Data for processing:

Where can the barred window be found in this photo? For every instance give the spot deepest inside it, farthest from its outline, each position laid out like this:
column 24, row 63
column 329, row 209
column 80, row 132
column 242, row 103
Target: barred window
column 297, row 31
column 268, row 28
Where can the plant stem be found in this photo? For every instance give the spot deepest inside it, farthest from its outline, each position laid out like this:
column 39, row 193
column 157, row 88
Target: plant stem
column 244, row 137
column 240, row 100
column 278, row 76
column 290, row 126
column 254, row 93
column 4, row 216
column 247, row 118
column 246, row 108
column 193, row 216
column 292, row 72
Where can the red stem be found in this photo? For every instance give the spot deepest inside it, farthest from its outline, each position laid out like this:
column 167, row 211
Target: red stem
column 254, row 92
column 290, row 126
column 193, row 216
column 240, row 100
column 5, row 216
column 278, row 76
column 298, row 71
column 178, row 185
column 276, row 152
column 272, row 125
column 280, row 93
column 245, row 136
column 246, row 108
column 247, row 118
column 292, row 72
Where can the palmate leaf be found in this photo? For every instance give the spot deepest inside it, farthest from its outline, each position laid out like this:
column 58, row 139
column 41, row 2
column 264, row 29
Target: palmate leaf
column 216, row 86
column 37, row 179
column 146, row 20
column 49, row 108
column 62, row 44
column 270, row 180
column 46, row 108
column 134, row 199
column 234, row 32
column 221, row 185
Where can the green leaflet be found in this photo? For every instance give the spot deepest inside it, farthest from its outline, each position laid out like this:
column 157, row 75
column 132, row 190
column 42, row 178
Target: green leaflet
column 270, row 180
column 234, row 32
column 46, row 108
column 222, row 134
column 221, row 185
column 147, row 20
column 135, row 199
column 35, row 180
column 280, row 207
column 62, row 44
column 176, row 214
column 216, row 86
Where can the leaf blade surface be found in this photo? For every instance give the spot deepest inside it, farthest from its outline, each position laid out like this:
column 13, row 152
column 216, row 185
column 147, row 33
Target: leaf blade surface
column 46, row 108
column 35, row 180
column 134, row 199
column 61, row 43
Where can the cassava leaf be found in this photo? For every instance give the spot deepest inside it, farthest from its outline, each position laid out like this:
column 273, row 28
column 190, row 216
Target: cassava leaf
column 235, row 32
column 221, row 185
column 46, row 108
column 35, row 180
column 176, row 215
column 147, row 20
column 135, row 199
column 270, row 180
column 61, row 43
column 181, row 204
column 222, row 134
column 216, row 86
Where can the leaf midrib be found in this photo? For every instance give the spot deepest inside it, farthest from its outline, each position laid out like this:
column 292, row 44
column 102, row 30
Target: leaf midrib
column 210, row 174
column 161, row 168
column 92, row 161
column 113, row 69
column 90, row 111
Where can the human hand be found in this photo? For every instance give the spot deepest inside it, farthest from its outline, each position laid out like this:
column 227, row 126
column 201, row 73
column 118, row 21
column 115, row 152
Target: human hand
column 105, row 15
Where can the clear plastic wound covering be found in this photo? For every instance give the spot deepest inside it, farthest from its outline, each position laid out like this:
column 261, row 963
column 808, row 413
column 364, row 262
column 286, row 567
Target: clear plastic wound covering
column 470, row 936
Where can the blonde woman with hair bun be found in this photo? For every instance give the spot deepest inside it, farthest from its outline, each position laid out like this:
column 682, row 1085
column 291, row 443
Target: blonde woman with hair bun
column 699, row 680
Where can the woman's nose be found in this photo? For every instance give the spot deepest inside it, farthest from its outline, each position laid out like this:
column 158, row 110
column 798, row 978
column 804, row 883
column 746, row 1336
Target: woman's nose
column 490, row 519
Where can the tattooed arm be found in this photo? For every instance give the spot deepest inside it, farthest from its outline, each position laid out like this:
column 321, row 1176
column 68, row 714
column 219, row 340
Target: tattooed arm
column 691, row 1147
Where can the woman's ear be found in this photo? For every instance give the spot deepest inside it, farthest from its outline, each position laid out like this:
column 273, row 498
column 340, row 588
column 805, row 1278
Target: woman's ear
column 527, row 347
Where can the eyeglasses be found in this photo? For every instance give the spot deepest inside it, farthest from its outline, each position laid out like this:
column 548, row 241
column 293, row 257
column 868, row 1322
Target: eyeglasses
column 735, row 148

Goal: Find the line containing "Where can the leaf midrib". Reproduce it exactly, along with every line after it through the last.

Full answer:
Where can the leaf midrib be found in this photo? For every instance give the spot deepest inside it, farthest from its outline, each position laid out like this:
column 292, row 44
column 102, row 30
Target: leaf midrib
column 210, row 174
column 161, row 168
column 92, row 161
column 113, row 69
column 90, row 111
Where can the human hand be found in this photo? For every instance give the spot deepest inside it, farthest from its outline, each position laid out like this:
column 227, row 126
column 201, row 73
column 118, row 21
column 115, row 152
Target: human hand
column 105, row 15
Where can the clear plastic wound covering be found in this photo? For every instance give the spot deepest inside it, farthest from its outline, each position laid out like this:
column 261, row 963
column 808, row 413
column 364, row 262
column 286, row 567
Target: clear plastic wound covering
column 470, row 936
Where can the blonde woman with hair bun be found in this photo? For every instance give the spot deepest inside it, farthest from its outline, each position laid out like this:
column 682, row 1085
column 291, row 443
Target: blonde woman with hair bun
column 699, row 680
Where can the woman's nose be found in this photo? For every instance give the spot deepest inside it, farthest from its outline, each position laid out like this:
column 158, row 110
column 798, row 978
column 804, row 883
column 746, row 1336
Target: woman's nose
column 490, row 519
Where can the tattooed arm be found in this photo? For every instance give the spot deepest inside it, farthest from its outline, each position laid out like this:
column 321, row 1176
column 68, row 714
column 219, row 340
Target: tattooed arm
column 691, row 1147
Where can the woman's ear be found in this photo? For every instance give the spot deepest inside it, farthest from its outline, each position laid out like this:
column 273, row 498
column 340, row 588
column 805, row 1278
Target: woman's ear
column 527, row 347
Where can the eyeglasses be found in this photo? For every instance give the spot deepest inside it, farthest from its outline, each position laid out like this:
column 548, row 241
column 293, row 257
column 868, row 1322
Target: eyeglasses
column 735, row 148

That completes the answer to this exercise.